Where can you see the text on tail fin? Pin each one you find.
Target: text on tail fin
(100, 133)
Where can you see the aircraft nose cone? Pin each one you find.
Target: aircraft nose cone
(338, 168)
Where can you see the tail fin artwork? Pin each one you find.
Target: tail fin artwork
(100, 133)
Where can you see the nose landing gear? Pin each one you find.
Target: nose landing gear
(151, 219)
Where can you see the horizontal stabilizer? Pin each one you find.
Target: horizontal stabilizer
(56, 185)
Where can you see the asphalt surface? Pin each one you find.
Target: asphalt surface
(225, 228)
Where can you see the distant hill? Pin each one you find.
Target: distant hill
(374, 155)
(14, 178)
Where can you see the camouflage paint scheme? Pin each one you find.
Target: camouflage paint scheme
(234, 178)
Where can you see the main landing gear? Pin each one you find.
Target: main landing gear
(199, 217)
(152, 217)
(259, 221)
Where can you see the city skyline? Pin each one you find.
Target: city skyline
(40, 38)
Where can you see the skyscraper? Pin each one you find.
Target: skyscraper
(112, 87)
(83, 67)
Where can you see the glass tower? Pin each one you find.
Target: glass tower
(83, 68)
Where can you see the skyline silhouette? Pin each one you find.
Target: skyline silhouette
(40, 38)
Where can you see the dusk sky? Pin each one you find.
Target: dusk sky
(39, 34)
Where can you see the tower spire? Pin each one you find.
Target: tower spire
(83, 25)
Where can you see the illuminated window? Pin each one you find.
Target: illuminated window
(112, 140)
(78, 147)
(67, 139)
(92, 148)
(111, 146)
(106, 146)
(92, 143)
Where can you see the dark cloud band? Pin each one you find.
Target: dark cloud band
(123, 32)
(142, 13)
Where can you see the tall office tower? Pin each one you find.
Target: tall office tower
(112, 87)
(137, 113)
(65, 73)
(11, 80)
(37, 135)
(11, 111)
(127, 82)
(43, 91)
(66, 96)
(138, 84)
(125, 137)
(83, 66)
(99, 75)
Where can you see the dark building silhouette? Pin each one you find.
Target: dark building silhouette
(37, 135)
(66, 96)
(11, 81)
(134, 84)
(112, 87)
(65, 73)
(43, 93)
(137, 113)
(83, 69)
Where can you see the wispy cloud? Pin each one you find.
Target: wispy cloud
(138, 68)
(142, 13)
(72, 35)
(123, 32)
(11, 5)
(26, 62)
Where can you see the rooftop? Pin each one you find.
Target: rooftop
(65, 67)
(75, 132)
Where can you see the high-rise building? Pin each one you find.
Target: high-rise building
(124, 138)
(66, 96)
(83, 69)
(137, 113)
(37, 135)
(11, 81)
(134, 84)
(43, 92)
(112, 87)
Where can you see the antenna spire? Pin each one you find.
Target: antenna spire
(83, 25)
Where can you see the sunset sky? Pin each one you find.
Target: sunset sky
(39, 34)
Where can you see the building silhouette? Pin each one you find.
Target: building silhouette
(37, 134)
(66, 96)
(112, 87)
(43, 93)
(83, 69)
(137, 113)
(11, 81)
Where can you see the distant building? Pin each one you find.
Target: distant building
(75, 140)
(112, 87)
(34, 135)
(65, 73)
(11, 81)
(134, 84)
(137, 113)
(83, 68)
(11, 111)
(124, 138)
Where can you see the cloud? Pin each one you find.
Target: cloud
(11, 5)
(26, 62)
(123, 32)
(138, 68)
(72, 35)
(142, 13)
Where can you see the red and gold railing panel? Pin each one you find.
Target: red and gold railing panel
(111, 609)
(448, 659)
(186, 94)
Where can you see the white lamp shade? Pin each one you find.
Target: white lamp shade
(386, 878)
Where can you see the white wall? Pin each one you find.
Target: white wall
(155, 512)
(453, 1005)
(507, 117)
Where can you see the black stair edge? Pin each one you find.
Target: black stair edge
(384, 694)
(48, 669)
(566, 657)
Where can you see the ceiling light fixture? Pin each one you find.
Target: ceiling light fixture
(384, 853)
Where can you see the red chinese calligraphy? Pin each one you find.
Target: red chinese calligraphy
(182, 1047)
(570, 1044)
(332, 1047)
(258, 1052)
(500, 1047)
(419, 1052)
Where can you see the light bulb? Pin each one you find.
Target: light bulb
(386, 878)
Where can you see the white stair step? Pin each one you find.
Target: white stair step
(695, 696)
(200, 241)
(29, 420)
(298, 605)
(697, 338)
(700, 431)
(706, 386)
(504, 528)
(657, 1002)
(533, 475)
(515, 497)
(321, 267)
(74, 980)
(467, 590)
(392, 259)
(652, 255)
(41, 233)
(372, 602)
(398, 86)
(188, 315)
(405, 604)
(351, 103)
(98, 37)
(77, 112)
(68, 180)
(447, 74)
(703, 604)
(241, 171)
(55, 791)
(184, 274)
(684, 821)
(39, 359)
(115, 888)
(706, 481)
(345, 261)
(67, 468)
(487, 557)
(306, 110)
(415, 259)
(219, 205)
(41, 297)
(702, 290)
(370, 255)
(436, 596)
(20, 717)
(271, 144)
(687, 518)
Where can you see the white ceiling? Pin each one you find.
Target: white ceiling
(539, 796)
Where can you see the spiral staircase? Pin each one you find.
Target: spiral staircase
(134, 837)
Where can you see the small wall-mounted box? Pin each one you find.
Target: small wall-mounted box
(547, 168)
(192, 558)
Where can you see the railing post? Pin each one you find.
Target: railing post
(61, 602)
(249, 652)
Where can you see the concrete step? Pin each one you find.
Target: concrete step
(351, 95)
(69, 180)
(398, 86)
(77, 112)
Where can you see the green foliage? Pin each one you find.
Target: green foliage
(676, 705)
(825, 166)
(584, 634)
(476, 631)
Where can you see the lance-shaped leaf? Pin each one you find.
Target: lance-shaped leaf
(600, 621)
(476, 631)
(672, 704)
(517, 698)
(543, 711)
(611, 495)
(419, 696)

--------------------

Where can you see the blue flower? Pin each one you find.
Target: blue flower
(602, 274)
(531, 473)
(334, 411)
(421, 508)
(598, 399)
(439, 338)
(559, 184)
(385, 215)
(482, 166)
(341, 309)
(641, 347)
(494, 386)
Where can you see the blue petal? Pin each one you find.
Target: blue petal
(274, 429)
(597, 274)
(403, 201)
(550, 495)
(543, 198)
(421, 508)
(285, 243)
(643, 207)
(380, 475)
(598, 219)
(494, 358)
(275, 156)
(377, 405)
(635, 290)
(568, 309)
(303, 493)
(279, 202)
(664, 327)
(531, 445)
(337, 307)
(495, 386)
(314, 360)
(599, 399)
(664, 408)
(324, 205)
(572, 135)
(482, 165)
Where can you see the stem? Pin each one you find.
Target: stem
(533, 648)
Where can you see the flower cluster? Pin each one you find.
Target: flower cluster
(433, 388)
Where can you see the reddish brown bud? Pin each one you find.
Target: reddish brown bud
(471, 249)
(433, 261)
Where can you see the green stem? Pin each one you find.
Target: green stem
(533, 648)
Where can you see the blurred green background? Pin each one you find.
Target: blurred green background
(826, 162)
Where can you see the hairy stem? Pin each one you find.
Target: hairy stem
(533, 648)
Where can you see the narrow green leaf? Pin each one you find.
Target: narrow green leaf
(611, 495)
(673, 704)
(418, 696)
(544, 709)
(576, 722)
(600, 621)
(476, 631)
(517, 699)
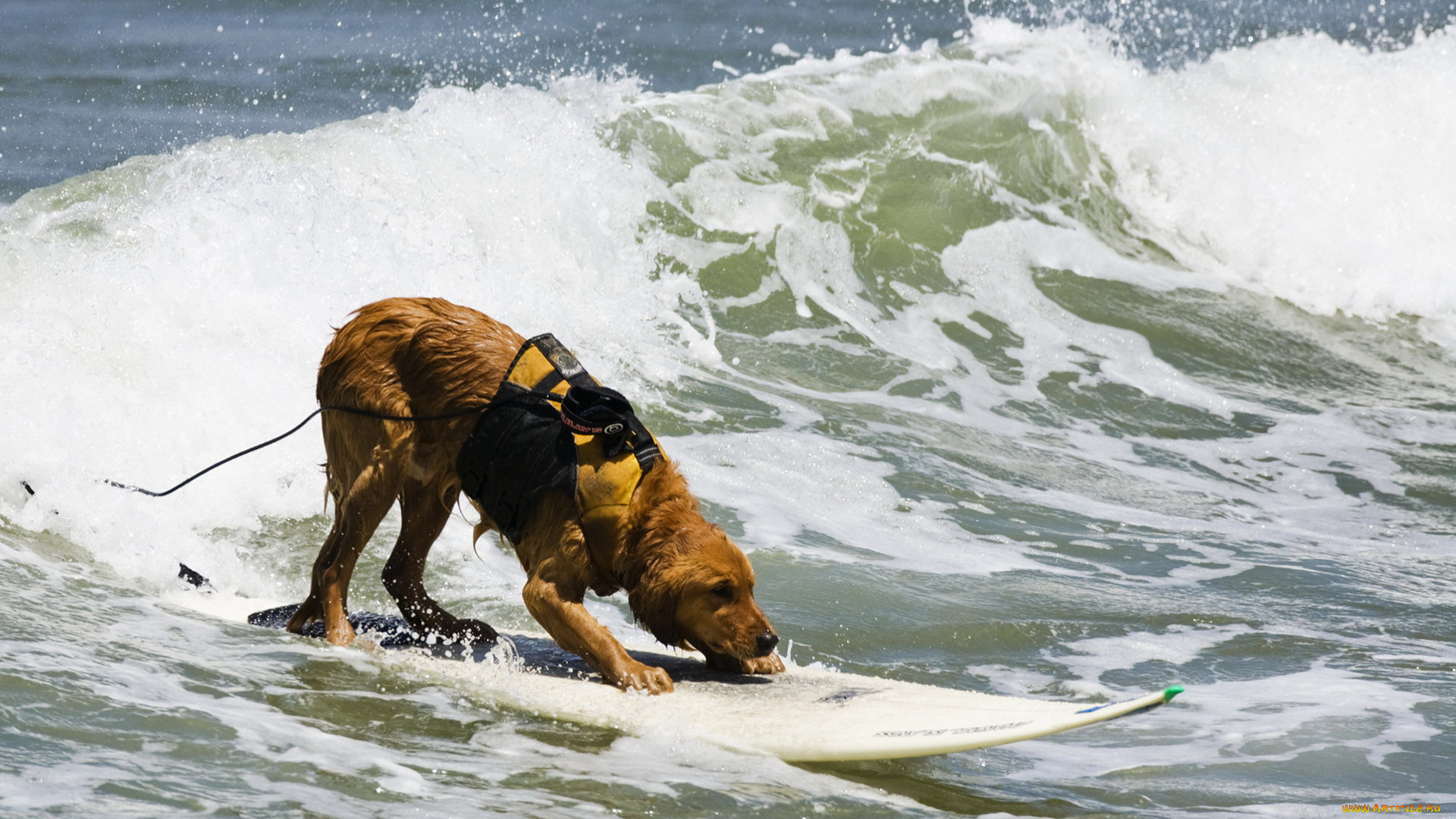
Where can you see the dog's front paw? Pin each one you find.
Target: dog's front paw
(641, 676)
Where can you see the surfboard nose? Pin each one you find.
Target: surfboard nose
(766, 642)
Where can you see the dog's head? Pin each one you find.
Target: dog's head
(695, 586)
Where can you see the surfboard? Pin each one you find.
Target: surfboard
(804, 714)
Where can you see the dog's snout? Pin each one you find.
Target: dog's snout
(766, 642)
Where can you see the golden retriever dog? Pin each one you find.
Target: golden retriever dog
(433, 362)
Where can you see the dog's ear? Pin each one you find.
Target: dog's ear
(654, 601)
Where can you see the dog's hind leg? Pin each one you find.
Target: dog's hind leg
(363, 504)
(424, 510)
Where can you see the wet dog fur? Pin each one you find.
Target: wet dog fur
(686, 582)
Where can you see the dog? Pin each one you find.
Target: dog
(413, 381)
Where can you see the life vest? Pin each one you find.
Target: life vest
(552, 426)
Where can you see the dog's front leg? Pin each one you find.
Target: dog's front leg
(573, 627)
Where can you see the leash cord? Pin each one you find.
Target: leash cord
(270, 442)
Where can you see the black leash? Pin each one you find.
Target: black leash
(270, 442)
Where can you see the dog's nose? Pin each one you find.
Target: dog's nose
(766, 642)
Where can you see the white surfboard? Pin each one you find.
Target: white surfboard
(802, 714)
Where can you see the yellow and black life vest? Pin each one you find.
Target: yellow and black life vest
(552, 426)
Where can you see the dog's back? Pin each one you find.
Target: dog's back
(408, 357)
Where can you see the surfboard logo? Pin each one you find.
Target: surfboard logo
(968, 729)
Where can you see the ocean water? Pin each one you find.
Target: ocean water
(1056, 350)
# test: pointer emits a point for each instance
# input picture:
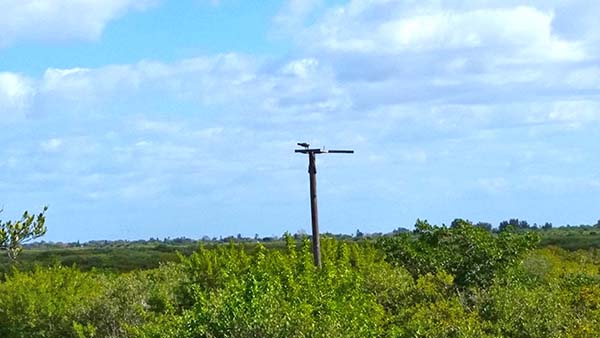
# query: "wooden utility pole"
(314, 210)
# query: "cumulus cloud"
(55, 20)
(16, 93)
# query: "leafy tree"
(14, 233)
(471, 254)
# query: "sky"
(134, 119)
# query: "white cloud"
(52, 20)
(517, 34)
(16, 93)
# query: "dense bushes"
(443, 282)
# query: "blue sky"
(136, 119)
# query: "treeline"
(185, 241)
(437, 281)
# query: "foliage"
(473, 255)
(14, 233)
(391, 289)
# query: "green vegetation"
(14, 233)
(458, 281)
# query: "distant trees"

--------------------

WORK ORDER
All lines above between those holding "Where can you see the distant building?" and "Where can you see the black stair", inclusive, must be set down unchanged, and no other line may be included.

RESULT OF THIS EXERCISE
Where can you see the distant building? Pin each one you find.
Target: distant building
(75, 140)
(112, 87)
(34, 135)
(65, 73)
(11, 81)
(134, 84)
(137, 113)
(83, 68)
(11, 111)
(124, 138)
Where can you see the cloud? Pin each one you find.
Target: cloud
(11, 5)
(26, 62)
(123, 32)
(138, 68)
(72, 35)
(142, 13)
Where can you see the red and gold railing panel? Pin each one you find.
Target: red and gold railing panel
(111, 609)
(448, 659)
(186, 94)
Where can you see the white lamp shade? Pin each one you find.
Target: white lamp shade
(386, 878)
Where can you see the white wall? Pin each one you find.
Target: white wall
(155, 512)
(453, 1005)
(507, 117)
Where can you see the black stair edge? Pin each one you find.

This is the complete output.